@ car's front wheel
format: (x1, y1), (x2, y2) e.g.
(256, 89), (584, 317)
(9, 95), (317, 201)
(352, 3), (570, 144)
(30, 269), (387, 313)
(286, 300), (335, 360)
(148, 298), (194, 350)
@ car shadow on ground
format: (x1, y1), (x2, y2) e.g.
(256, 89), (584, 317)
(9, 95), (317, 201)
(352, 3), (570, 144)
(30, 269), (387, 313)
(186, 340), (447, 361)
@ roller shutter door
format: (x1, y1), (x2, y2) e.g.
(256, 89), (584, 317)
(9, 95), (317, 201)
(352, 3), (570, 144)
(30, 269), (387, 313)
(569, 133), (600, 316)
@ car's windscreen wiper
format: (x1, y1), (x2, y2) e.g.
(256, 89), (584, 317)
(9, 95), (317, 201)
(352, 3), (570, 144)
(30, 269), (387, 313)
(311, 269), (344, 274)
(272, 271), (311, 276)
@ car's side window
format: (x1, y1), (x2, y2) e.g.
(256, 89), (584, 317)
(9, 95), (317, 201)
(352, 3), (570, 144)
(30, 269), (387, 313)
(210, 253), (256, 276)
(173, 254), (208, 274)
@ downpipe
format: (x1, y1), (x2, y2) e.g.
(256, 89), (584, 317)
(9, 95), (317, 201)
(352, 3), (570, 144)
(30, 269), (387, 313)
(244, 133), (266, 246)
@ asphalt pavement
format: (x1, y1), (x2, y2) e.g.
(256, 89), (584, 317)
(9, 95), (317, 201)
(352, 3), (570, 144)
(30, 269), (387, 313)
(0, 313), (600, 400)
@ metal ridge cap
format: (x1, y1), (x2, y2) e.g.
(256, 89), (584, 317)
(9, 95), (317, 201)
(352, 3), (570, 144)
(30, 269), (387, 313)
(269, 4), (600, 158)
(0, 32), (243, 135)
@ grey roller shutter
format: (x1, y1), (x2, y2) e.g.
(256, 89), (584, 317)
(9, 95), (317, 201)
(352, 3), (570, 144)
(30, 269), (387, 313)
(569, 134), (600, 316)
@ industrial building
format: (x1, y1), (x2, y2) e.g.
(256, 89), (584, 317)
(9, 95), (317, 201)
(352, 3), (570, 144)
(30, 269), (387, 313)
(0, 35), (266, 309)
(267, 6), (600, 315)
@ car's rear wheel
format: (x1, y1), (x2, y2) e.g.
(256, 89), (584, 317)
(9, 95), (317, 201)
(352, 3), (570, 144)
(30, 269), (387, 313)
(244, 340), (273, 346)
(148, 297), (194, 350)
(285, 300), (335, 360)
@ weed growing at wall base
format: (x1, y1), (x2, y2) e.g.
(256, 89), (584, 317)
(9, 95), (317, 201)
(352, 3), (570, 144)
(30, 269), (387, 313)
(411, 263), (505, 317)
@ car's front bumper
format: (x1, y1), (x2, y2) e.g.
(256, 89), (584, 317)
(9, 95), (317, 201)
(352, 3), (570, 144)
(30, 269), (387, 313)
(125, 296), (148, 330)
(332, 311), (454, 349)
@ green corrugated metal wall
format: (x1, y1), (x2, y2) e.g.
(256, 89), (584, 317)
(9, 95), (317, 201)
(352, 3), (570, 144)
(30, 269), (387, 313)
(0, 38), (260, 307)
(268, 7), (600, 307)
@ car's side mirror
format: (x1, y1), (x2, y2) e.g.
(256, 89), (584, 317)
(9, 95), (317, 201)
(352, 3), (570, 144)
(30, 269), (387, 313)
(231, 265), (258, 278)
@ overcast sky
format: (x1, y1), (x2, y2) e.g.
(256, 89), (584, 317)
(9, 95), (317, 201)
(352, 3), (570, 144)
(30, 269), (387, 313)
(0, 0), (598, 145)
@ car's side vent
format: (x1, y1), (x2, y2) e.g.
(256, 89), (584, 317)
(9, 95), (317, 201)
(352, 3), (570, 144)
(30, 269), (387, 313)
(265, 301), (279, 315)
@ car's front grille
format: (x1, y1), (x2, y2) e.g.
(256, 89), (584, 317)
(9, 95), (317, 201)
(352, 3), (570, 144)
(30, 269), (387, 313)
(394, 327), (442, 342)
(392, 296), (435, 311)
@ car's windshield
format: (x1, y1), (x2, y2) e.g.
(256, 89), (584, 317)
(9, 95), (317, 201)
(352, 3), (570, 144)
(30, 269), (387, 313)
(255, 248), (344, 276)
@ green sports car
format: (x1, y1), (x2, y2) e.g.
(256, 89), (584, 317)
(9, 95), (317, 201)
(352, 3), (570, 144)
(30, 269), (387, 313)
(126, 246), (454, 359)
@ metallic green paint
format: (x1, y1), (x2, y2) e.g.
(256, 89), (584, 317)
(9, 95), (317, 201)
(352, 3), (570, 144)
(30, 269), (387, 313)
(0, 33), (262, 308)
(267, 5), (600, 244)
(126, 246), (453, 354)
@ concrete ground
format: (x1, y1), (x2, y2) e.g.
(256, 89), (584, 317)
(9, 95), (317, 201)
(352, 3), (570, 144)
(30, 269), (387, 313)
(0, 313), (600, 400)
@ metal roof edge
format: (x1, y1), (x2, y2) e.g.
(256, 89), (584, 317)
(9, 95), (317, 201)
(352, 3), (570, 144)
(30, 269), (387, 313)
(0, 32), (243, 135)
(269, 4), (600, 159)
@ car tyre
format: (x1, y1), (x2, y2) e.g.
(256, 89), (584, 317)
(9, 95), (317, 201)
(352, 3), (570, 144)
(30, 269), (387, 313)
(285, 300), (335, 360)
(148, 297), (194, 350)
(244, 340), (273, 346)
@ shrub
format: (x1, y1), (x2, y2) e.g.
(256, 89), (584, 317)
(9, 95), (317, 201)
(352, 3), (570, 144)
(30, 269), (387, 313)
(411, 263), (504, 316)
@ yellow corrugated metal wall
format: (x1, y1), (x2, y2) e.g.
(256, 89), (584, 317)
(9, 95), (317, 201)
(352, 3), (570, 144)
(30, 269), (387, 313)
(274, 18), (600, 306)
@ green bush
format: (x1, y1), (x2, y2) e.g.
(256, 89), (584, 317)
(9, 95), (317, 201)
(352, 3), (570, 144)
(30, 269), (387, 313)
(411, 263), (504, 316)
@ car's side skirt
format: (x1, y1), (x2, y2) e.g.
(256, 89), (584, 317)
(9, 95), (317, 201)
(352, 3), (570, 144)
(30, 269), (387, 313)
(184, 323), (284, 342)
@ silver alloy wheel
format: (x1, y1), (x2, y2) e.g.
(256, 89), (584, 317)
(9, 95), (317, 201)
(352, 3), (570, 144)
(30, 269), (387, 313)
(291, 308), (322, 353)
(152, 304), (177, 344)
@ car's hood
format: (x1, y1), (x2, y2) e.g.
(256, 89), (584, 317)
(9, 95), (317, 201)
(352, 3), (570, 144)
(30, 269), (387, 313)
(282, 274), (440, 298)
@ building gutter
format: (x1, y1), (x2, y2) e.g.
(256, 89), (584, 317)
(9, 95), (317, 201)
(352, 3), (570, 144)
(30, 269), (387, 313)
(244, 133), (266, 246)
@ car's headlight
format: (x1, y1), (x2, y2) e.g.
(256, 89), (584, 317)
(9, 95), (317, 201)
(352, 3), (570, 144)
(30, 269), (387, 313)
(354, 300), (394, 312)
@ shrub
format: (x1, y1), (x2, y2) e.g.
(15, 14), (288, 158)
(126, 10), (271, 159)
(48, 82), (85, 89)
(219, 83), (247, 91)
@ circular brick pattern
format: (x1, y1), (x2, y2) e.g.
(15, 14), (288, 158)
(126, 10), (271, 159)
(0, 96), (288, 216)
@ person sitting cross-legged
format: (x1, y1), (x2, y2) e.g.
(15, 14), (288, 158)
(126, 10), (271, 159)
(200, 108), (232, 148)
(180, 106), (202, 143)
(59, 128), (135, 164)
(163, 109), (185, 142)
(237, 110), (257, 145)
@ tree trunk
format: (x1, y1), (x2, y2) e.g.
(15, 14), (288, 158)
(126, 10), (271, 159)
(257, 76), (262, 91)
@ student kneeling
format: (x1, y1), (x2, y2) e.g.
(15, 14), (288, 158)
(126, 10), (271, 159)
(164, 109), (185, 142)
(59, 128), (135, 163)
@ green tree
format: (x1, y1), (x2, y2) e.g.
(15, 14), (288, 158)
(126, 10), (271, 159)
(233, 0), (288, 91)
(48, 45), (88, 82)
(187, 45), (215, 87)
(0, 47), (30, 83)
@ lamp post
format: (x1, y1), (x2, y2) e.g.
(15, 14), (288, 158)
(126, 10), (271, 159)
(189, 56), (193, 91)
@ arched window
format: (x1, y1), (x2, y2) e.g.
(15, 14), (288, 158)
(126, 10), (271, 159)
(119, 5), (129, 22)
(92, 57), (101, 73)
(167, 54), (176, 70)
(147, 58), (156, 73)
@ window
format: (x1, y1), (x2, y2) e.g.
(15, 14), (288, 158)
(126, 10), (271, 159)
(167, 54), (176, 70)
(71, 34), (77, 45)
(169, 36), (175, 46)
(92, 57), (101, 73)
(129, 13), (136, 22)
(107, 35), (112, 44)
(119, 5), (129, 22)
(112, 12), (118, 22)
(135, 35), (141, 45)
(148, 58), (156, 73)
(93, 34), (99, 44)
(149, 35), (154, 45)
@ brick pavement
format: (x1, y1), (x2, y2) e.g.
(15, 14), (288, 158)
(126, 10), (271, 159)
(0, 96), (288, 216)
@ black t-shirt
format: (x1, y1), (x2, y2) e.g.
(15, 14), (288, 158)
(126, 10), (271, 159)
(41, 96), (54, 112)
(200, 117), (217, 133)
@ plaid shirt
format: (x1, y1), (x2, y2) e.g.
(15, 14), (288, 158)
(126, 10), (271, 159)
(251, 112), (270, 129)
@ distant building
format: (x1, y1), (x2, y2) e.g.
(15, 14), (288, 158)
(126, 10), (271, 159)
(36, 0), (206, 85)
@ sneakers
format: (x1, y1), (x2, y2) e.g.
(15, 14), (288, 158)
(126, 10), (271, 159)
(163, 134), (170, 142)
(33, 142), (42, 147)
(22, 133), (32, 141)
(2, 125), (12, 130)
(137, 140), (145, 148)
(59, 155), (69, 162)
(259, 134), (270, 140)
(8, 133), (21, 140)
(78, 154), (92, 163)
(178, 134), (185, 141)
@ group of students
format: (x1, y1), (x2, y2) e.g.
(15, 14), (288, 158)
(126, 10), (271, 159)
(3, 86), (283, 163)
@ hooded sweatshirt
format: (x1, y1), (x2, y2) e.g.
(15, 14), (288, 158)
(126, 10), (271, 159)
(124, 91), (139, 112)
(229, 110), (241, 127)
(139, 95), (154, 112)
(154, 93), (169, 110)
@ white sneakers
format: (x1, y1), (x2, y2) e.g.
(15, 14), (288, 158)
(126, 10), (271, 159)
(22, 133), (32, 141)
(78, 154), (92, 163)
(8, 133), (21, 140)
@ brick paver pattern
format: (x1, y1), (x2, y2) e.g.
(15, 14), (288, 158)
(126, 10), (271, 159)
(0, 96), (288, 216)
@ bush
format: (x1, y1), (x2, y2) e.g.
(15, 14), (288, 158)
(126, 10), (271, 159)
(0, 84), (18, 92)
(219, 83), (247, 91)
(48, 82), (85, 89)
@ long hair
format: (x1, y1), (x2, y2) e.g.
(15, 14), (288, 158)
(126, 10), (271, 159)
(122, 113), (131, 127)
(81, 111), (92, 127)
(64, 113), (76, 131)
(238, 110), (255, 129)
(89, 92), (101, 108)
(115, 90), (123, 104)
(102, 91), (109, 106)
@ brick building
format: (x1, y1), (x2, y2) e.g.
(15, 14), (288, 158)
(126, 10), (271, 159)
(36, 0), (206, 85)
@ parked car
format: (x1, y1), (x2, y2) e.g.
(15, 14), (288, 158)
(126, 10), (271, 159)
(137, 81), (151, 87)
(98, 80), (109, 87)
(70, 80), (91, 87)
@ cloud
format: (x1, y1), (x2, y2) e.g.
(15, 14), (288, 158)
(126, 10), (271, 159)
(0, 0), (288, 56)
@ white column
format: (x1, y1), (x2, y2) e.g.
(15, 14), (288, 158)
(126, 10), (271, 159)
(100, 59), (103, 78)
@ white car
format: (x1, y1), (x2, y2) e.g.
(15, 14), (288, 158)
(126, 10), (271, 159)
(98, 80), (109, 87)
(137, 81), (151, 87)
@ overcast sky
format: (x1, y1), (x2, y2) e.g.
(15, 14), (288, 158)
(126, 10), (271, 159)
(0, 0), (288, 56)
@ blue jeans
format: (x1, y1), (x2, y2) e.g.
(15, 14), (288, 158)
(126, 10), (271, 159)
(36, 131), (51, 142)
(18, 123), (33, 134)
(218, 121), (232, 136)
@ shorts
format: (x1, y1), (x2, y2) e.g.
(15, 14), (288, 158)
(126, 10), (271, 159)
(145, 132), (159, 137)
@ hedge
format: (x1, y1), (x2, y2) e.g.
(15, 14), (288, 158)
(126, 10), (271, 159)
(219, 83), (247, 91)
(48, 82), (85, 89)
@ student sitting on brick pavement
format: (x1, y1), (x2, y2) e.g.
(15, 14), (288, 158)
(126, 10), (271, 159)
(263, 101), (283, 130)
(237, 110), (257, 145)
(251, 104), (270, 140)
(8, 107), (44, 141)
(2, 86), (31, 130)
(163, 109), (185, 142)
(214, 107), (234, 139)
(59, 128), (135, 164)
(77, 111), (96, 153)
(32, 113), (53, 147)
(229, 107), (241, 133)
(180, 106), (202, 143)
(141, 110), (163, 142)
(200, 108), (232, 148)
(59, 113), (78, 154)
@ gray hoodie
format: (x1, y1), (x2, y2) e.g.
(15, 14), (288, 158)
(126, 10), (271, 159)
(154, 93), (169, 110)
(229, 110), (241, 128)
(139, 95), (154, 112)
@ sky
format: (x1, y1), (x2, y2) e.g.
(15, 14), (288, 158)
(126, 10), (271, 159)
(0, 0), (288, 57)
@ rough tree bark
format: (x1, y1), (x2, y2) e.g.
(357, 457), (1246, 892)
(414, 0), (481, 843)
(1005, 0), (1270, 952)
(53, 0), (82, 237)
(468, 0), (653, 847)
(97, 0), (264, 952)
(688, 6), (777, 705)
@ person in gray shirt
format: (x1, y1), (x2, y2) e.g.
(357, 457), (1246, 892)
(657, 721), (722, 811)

Your task: Rewrite the records from the start through the line containing "(186, 340), (447, 361)", replacing "shadow" with "silhouette" and leaving everything else unchanged.

Answer below:
@ car's front wheel
format: (x1, y1), (x2, y2) e.g.
(256, 89), (584, 317)
(9, 95), (317, 201)
(352, 3), (570, 144)
(30, 269), (387, 313)
(286, 300), (335, 360)
(148, 298), (194, 350)
@ car silhouette on ground
format: (x1, y1), (x2, y2) e.g.
(256, 89), (584, 317)
(9, 95), (317, 201)
(352, 3), (570, 144)
(30, 269), (387, 313)
(186, 340), (447, 361)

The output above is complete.